WHAT THE EXERCISE ASKS: Filter the rows below, copying each line that contains the string "above" and keeping it unchanged. Case counts when matching.

DATA SECTION:
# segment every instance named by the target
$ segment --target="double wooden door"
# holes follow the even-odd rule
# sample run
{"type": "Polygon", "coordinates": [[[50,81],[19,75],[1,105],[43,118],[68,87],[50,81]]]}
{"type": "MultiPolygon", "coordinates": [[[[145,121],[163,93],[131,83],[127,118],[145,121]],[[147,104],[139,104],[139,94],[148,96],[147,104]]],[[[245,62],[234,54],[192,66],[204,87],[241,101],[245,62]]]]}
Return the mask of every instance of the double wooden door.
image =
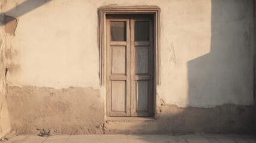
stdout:
{"type": "Polygon", "coordinates": [[[107,116],[152,116],[151,15],[106,15],[107,116]]]}

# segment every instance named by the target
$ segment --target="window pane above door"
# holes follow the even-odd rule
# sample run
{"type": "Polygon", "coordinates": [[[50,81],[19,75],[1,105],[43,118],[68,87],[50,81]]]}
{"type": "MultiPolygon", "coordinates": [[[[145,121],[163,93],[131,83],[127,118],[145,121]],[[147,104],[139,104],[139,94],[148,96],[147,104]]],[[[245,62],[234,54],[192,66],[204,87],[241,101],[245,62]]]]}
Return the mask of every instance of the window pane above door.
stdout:
{"type": "Polygon", "coordinates": [[[134,27],[135,41],[149,41],[149,21],[135,21],[134,27]]]}
{"type": "Polygon", "coordinates": [[[111,41],[127,41],[126,21],[111,21],[111,41]]]}

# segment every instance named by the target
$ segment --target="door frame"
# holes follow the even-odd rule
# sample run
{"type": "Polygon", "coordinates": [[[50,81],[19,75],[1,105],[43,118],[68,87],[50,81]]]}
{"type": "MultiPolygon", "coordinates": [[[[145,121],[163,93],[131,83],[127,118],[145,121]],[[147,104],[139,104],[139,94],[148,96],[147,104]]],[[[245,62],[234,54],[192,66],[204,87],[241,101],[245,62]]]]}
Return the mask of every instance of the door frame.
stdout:
{"type": "MultiPolygon", "coordinates": [[[[106,14],[152,14],[153,17],[153,116],[156,110],[156,86],[161,84],[160,8],[156,6],[103,7],[98,9],[98,42],[100,85],[106,91],[106,14]]],[[[106,95],[104,92],[105,100],[106,95]]],[[[105,102],[106,103],[106,102],[105,102]]],[[[106,109],[106,105],[105,105],[106,109]]]]}

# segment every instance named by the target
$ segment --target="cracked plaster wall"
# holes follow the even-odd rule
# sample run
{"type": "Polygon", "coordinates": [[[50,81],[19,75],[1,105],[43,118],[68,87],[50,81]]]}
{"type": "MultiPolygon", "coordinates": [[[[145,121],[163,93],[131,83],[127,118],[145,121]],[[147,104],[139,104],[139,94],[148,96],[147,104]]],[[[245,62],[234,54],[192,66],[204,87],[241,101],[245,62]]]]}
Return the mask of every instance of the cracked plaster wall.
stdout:
{"type": "Polygon", "coordinates": [[[104,119],[97,8],[156,5],[161,10],[162,81],[156,87],[157,120],[149,122],[155,128],[147,132],[251,132],[253,4],[252,0],[8,1],[5,14],[18,23],[5,43],[12,129],[20,133],[35,133],[37,128],[51,128],[57,134],[147,132],[147,124],[104,119]],[[218,123],[207,125],[211,120],[218,123]],[[125,127],[128,131],[122,129],[125,127]]]}
{"type": "Polygon", "coordinates": [[[4,2],[0,1],[0,138],[11,131],[5,89],[5,36],[6,33],[3,24],[4,15],[1,14],[4,5],[4,2]]]}

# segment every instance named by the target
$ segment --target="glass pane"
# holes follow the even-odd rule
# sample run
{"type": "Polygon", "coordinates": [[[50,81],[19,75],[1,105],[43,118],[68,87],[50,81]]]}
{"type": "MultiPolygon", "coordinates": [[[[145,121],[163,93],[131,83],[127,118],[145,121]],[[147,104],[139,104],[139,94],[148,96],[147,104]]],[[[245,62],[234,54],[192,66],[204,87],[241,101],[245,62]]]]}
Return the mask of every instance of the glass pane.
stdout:
{"type": "Polygon", "coordinates": [[[111,21],[112,41],[127,41],[127,23],[125,21],[111,21]]]}
{"type": "Polygon", "coordinates": [[[149,41],[149,21],[135,22],[135,41],[149,41]]]}

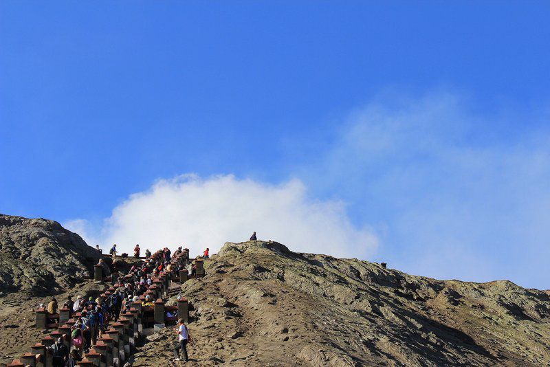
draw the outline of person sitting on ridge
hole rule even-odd
[[[47,311],[48,313],[57,313],[57,300],[52,298],[52,300],[47,304]]]
[[[63,343],[63,338],[58,337],[56,340],[54,345],[49,346],[48,349],[52,350],[53,357],[52,366],[53,367],[63,367],[65,360],[69,358],[69,349]]]

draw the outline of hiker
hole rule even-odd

TASK SOLUTION:
$ segment --target="window pane above door"
Return the mask of every instance of the window pane above door.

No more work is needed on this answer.